Please return exactly the lines from the top of the data through the line that contains "Go ahead, prove it: find the dry", and skip all pictures.

(Available data)

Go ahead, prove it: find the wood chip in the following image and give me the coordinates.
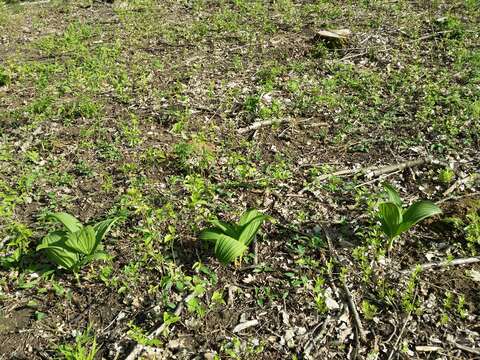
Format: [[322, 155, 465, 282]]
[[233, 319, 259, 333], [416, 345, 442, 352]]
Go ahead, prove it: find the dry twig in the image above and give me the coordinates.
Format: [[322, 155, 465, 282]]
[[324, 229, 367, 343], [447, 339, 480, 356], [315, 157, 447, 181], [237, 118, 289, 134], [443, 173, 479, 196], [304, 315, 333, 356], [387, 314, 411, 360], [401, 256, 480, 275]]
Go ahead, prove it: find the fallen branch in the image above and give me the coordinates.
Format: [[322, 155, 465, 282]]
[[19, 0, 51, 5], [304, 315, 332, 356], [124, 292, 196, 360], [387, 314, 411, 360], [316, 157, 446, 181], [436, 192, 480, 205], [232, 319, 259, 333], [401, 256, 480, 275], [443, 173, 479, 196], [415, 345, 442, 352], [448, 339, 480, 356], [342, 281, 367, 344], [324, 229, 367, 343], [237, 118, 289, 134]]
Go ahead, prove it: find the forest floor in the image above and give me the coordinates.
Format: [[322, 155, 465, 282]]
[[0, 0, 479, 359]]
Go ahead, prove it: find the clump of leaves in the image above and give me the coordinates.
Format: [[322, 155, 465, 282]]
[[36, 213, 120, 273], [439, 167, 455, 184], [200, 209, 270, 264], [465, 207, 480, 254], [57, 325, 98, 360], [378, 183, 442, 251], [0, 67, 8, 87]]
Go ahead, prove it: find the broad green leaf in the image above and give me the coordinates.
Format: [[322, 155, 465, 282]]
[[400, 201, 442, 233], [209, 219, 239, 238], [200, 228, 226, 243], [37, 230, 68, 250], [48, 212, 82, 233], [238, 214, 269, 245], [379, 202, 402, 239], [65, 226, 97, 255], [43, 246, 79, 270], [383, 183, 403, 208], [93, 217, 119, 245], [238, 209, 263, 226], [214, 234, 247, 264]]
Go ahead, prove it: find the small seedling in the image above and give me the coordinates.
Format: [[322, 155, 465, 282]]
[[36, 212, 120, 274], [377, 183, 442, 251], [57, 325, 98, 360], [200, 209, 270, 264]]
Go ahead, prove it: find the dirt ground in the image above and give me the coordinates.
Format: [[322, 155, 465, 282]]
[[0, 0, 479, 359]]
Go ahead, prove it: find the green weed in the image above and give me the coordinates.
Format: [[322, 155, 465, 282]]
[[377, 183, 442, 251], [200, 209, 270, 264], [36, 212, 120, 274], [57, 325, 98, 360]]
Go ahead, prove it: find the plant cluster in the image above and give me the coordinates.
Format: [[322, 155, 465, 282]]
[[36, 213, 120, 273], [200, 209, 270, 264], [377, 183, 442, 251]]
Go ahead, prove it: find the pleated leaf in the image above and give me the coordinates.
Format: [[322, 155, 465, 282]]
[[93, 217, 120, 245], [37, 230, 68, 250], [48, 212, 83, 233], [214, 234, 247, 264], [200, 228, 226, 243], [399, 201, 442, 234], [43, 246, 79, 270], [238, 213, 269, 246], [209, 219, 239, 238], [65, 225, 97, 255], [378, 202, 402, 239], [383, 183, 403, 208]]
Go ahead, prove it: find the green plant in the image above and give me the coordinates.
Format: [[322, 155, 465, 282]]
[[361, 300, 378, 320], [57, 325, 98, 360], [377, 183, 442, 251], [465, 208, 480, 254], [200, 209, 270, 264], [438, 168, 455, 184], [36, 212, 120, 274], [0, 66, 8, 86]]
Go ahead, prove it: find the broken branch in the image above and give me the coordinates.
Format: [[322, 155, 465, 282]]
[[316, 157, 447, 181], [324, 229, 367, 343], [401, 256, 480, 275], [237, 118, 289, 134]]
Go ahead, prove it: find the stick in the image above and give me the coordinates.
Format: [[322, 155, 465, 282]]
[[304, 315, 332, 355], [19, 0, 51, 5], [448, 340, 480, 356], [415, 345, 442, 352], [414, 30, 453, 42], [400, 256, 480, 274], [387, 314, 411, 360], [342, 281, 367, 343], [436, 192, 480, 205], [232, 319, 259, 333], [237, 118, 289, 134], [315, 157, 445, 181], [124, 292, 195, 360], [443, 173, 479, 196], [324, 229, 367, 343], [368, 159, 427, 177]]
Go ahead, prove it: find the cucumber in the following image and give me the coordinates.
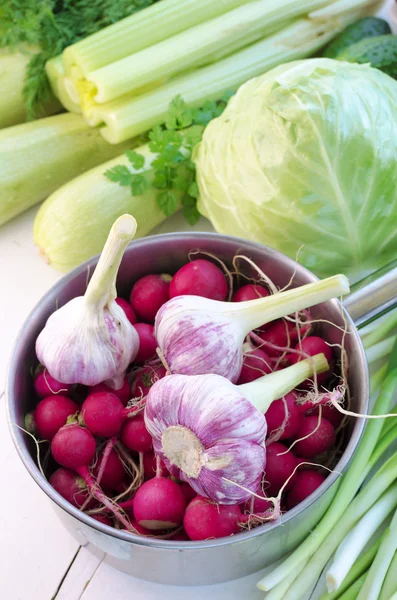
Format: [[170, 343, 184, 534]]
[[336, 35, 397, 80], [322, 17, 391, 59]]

(End Available data)

__Answer space__
Go ahead, prove it: find the wood chip in the following image and give me the coordinates.
Format: [[322, 155, 465, 282]]
[[233, 319, 259, 333], [416, 345, 442, 352]]
Go ahead, prove it: find the dry twig in the image above and give me the coordinates.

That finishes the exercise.